Given data:

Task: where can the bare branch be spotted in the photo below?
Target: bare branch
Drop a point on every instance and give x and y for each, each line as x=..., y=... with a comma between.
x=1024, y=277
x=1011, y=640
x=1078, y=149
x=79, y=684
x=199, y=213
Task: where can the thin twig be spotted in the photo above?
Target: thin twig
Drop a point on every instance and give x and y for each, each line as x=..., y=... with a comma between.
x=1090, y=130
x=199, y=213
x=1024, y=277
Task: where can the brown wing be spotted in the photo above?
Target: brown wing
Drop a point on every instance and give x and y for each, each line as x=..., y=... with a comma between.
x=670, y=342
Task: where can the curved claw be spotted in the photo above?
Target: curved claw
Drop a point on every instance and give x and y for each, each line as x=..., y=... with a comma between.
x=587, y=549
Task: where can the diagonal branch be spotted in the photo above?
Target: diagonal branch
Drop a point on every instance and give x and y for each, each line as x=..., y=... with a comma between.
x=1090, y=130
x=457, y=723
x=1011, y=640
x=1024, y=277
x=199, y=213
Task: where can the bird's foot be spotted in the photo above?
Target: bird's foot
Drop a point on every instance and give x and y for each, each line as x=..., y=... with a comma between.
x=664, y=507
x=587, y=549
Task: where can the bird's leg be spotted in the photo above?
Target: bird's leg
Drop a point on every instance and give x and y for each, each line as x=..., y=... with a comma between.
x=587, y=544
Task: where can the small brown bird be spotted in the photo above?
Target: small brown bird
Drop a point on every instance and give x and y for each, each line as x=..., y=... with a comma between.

What you should do: Show every line from the listing above in which the string "bare" appears.

Reply:
Task: where can the bare branch be spotted in the photo below?
Target: bare branch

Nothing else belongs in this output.